Raw records
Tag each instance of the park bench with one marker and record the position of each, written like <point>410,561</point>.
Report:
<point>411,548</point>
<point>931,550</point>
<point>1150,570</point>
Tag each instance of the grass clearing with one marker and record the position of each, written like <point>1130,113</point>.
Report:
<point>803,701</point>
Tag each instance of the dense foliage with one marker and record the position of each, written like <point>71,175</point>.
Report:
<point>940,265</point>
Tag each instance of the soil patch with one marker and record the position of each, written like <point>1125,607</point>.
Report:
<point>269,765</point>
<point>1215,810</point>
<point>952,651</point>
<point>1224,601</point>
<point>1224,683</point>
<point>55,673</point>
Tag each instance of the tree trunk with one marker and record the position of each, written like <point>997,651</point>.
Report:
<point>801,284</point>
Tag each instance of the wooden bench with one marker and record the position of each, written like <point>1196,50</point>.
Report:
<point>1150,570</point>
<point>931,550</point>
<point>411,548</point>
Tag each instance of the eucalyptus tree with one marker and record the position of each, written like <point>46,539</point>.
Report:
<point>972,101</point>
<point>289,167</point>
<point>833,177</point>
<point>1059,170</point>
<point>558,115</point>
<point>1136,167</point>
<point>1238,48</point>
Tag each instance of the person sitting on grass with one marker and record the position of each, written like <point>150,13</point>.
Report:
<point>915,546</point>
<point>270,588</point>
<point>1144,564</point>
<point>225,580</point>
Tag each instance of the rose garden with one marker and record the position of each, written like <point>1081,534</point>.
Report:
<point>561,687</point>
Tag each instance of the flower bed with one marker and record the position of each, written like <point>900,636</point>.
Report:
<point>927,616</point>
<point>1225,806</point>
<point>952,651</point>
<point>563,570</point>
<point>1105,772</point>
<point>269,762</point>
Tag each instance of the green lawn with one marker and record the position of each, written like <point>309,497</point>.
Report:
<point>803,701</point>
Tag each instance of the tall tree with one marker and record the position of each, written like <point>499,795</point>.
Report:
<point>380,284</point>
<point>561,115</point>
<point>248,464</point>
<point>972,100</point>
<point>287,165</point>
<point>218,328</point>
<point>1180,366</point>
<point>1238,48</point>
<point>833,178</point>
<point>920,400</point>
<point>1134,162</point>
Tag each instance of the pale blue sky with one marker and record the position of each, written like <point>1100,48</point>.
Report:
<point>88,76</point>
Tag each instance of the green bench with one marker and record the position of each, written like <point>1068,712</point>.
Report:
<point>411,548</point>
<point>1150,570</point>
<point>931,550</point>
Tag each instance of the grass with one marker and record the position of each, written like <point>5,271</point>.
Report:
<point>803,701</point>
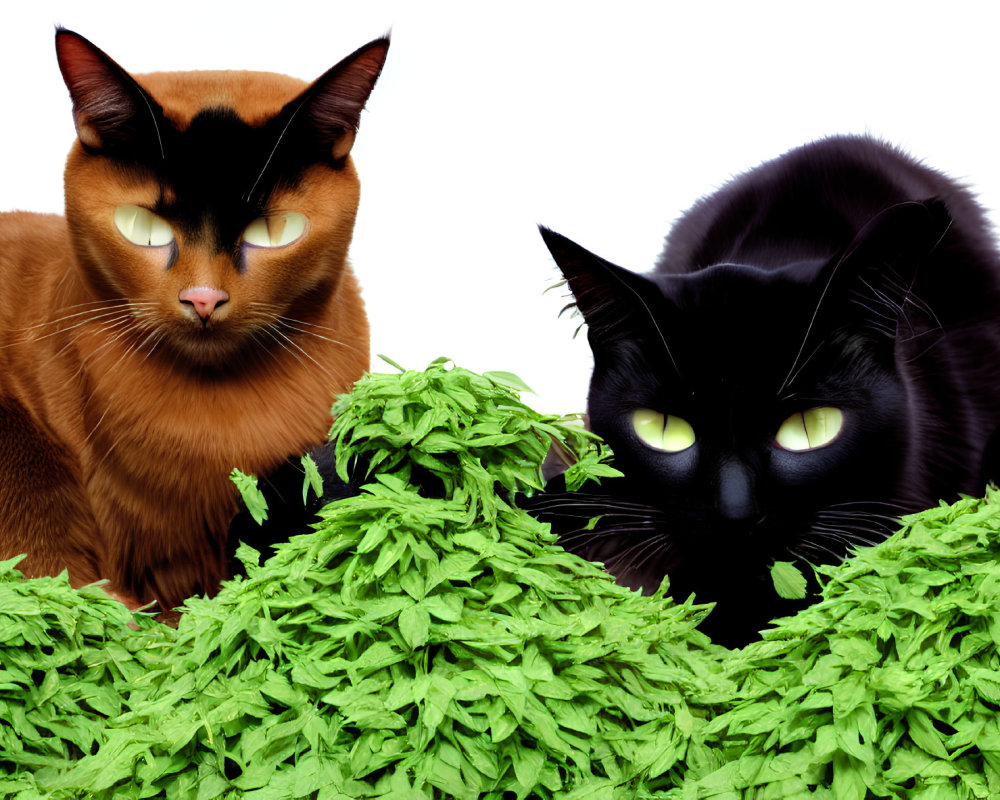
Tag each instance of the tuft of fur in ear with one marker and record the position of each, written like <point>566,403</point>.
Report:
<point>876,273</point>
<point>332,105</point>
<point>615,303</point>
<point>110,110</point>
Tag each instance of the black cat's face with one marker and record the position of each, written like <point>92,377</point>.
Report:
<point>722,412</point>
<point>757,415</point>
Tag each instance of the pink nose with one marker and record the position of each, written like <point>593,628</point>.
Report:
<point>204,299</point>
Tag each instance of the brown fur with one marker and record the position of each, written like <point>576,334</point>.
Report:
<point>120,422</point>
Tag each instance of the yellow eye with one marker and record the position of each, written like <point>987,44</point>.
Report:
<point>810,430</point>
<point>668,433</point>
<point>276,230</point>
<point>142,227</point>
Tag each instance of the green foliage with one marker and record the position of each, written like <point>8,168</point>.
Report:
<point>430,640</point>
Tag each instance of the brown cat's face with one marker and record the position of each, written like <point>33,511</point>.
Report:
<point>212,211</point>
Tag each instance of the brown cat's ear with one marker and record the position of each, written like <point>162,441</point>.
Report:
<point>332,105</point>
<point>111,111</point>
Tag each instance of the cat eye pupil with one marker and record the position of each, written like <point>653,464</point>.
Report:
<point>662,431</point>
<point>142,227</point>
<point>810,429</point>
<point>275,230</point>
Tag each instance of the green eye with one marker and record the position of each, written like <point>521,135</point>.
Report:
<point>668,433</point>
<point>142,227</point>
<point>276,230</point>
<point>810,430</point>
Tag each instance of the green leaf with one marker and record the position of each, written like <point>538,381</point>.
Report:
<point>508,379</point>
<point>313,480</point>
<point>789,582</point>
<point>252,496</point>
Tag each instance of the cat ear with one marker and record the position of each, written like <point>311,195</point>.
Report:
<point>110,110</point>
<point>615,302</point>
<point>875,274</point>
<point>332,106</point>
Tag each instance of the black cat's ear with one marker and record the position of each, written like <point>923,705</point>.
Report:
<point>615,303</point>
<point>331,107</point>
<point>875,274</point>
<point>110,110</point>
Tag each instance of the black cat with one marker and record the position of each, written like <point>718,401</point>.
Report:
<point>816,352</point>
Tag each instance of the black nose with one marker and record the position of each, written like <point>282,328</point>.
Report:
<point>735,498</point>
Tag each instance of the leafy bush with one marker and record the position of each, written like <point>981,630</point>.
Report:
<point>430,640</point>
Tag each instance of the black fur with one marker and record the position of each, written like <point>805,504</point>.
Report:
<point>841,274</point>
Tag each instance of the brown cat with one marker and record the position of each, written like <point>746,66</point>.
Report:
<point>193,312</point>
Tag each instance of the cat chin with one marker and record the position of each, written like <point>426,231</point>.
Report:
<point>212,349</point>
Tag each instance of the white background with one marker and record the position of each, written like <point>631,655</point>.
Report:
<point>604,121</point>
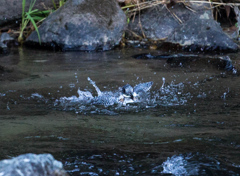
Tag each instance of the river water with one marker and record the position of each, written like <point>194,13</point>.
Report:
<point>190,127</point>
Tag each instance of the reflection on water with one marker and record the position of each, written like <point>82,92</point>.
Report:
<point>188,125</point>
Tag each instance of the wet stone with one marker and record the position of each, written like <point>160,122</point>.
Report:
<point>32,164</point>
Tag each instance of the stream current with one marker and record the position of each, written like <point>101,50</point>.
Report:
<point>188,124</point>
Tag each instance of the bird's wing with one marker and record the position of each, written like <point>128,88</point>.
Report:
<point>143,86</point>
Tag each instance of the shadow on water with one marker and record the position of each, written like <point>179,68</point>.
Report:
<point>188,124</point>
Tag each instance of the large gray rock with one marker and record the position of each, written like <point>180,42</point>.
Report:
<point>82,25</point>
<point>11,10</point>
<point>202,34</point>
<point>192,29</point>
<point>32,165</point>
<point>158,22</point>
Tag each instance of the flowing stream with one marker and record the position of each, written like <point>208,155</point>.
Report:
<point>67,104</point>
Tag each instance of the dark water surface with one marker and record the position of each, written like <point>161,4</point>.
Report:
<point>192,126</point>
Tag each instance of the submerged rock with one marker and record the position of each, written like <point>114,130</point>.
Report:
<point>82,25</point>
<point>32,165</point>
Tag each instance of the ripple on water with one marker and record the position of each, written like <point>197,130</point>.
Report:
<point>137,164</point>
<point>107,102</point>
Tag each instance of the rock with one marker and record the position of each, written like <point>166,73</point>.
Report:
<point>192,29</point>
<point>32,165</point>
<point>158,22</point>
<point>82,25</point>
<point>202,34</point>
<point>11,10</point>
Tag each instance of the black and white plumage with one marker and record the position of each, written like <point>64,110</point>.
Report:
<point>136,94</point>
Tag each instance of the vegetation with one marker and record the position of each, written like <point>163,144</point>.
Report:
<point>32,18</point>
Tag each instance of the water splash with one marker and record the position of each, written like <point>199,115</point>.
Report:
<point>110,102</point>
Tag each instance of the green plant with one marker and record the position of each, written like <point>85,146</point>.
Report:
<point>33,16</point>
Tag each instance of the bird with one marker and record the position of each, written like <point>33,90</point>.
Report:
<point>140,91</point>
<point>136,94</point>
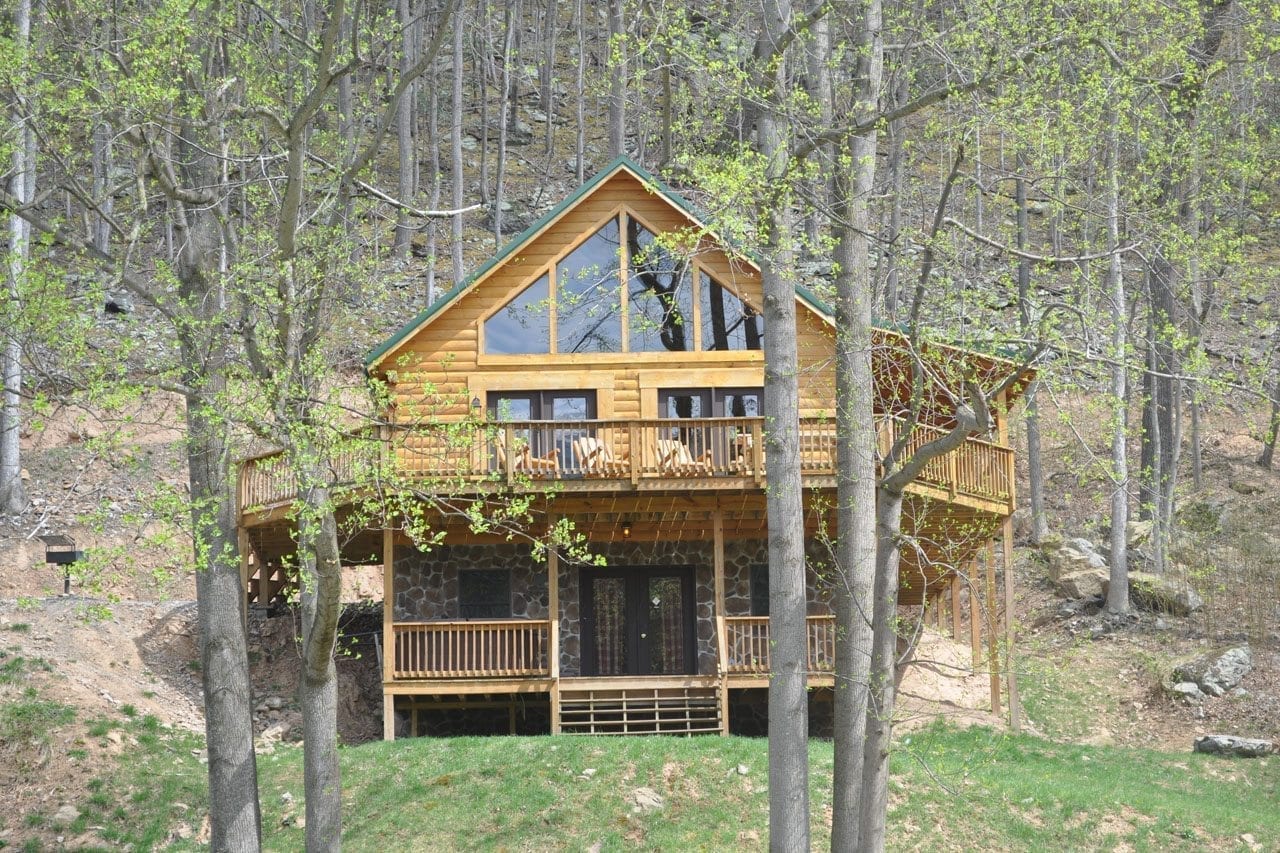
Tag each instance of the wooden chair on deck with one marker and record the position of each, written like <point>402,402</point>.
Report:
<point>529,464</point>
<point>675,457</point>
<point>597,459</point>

* * *

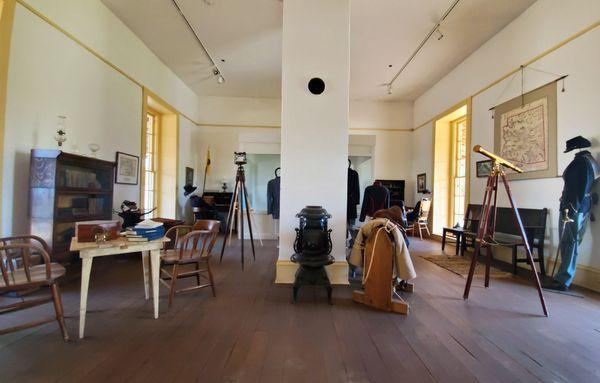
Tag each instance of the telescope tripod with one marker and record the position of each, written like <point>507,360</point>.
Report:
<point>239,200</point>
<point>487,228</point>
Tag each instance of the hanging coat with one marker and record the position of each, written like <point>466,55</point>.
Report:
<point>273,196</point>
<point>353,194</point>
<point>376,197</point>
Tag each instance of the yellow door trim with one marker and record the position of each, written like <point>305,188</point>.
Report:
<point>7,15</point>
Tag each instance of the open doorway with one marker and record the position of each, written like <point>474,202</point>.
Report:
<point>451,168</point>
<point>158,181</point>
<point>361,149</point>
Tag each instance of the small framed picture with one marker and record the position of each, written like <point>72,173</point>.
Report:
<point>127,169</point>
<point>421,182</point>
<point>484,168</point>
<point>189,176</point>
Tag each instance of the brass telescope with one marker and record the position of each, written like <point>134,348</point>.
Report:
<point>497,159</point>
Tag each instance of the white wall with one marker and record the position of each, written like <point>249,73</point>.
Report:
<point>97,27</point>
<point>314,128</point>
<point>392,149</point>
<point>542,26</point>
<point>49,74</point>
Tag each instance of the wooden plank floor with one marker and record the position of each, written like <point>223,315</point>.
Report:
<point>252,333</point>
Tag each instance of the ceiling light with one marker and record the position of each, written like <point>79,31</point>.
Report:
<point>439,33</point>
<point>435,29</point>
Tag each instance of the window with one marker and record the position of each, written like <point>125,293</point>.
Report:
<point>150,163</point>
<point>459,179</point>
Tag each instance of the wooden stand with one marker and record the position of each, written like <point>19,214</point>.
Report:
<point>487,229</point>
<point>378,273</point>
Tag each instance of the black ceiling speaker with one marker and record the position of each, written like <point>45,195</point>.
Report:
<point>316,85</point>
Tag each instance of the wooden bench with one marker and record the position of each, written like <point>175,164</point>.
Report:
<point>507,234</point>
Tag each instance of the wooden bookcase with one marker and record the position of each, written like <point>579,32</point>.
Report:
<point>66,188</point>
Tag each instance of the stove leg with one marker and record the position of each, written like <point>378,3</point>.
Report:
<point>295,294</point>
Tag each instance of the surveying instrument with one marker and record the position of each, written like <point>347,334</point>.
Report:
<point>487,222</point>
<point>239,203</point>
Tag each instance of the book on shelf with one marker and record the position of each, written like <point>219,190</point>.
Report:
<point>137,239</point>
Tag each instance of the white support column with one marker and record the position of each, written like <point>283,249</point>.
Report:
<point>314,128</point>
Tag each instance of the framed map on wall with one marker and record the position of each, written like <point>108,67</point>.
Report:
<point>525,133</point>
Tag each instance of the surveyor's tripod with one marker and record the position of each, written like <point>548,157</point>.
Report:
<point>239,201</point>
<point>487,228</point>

---

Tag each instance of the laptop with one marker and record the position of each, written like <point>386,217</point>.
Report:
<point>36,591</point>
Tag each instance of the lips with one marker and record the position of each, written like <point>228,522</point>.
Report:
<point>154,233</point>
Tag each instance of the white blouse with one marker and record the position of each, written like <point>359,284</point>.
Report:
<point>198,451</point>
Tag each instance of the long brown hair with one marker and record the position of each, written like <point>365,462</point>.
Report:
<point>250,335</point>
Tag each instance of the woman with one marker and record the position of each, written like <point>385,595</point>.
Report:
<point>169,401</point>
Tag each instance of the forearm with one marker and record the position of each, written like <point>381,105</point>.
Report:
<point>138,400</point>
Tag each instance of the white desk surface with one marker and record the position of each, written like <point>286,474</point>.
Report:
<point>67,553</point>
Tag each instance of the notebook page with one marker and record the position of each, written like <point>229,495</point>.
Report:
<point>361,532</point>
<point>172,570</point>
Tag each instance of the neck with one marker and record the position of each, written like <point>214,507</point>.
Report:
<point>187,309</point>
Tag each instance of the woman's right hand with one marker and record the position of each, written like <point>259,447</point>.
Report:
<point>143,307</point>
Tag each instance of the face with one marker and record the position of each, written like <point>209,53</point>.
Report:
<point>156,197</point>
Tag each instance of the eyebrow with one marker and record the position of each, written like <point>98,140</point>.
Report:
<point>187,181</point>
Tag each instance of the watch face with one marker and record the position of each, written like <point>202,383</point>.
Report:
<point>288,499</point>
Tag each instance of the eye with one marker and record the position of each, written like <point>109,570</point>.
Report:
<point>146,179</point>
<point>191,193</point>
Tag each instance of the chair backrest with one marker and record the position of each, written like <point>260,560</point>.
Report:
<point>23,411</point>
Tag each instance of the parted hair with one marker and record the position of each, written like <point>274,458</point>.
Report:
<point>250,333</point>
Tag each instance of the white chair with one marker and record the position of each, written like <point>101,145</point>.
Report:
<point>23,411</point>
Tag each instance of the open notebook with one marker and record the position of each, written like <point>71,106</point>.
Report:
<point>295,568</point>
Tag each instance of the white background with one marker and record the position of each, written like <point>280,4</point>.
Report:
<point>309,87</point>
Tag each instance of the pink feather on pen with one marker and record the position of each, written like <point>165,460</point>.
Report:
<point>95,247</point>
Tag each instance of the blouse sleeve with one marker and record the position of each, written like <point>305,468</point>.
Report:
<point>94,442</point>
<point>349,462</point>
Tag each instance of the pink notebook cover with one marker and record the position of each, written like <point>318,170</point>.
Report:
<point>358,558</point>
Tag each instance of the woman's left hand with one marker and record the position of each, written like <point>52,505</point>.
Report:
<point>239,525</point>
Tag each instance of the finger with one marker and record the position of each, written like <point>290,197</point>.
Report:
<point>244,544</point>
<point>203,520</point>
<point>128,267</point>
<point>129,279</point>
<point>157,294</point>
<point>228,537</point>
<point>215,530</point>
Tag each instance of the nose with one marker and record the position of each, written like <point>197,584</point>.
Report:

Aim
Which lines in the entries above contain the word "black"? Report each of those lines in full.

Output below
Tag each instance of the black cat's face with one marker and record the position of each, written like <point>92,377</point>.
Tag each instance of the black cat's ear with one marker and record the position of each, written like <point>923,705</point>.
Tag each instance of the black cat with one marker and record the position of each, written like <point>718,401</point>.
Tag each instance of the black nose with one marker and record the position of each, written like <point>282,328</point>.
Tag each instance of the black fur with one marker and record the position of each, written like <point>805,504</point>.
Tag each instance of the black and white plumage with one marker and record the position of each, written like <point>64,110</point>.
Tag each instance of the black ceiling speaker with one marker and record the position of each, written like <point>45,195</point>.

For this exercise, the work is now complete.